*Text:*

================================

One Thursday evening in November, 1856, when the verger was about to ring the bell and summon the congregation for the usual week-day evening service, he could produce no sound. Still many were assembled, and divine service proceeded; but when the Minister ascended the pulpit, he perceived, from signs not to be mistaken, that the whole of the immense and massive roof had shifted and sunk, and might at any instant crush him and the whole congregation. A very short sermon naturally, and most wisely, followed this discovery; and that was the last sermon preached, or ever to be preached, in a chapel where the TRUTH AS IT IS IN JESUS, had been so long and so faithfully held forth by a succession of able and pious ministers.

It would seem that a decision was taken the following year not to rebuild; by the second half of the nineteenth century, proprietary chapels had fallen from episcopal favour, and this may have influenced the fate of St John’s Chapel. Owen was found another post, and in 1863 the building was demolished. Despite the unsafe condition of the chapel, it proved possible to remove the organ, which was offered for sale.

Extracts from the book The H.C. Lincoln Organ in Thaxted Parish Church, Essex. By Nicholas Thistlethwaite and Dominic Gwynn. The book is still available, please use the contact page to enquire.

– HISTORY

Thaxted

Lincoln’s organ was purchased for £230 for Thaxted Church in Essex; £150 was donated by Lord Maynard, and the remainder was raised by voluntary contributions.32 It was opened on 9 June 1858 with a service at which Mr J. T. Frye, Organist of Saffron Walden Parish Church, presided, ‘assisted by a full choir’.

================================

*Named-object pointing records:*
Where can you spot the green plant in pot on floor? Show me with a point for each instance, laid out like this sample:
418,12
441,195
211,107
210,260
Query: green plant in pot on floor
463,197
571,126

================================

*Tasks:*
A) According to the passage on the Lincoln organ, how much was paid for the organ when it was bought for Thaxted Church?
B) Copy the passage on the Lincoln organ between "Lincoln’s organ was" and "a full choir’.", inclusive.
C) Write what follows the last sentence of the passage on the Lincoln organ.

*Response list:*
A) It was purchased for £230.

B)
Lincoln’s organ was purchased for £230 for Thaxted Church in Essex; £150 was donated by Lord Maynard, and the remainder was raised by voluntary contributions.32 It was opened on 9 June 1858 with a service at which Mr J. T. Frye, Organist of Saffron Walden Parish Church, presided, ‘assisted by a full choir’.

C)
The celebrations commenced with morning service attended by a congregation said to number ‘from 1,500 to 2,000 persons’. The choir performed Samuel Webbe’s ‘When the fullness of time was come’ and ‘an anthem from Mozart’s 12th service’. Perhaps inevitably, the assembly joined in the Old Hundredth ‘to the proper tune by Luther’. The contemporary newspaper report then spends precious column inches listing individual members of ‘the fashionable company’ who attended the service, afterwards repairing to a marquee in the vicarage grounds ‘where an elegant luncheon awaited them’. Suitably refreshed, they returned to the church for ‘a further display of the powers and capabilities of the organ’, now joined by ‘many others, including hundreds of the humbler class’. Frye opened with the overture to Handel’s oratorio, ‘Samson’, and then ‘Mr. Holdich, the organ builder of Euston Road, Kings Cross, who erected the instrument at Thaxted, and effected judicious improvements … played a pastoral symphony’. Various other pieces followed, including organ duets played by Frye and his cousin, Miss Mary Ann Frye, who had been appointed organist, and the concert concluded with the ‘Hallelujah’ chorus. The correspondent ended his account euphorically (if not very grammatically) with the reflection that ‘this musical treat throughout has been one … which of the kind has not been paralleled in the memory of any living inhabitant of Thaxted’.

The description of the organ largely tallies with what is known of Lincoln’s instrument. There is a puzzling reference to the addition of coupling stops: Holdich’s ‘judicious improvements’ may have included the replacement of some carved elements of the case with fretwork, but it is difficult to imagine what other changes there might have been, unless some alterations were made to the wind system.

Clearly funds were limited and this ensured that comparatively few modifications were made, but the organ was fortunate to fall into the hands of George Maydwell Holdich (1816-96). In an age of progress, Holdich was a more conservative figure, keen to preserve the tonal characteristics of older English organs and not excessively concerned to flatter the vanity of organists by providing battalions of console accessories. He was also something of an antiquarian. Holdich was probably content to install the Lincoln organ much as he found it, perhaps calculating that it was more than adequate to meet the modest needs of a country church.

Thaxted Parish Church: the H. C. Lincoln organ before it was removed for restoration.

Image credits:
— Michael Bailie.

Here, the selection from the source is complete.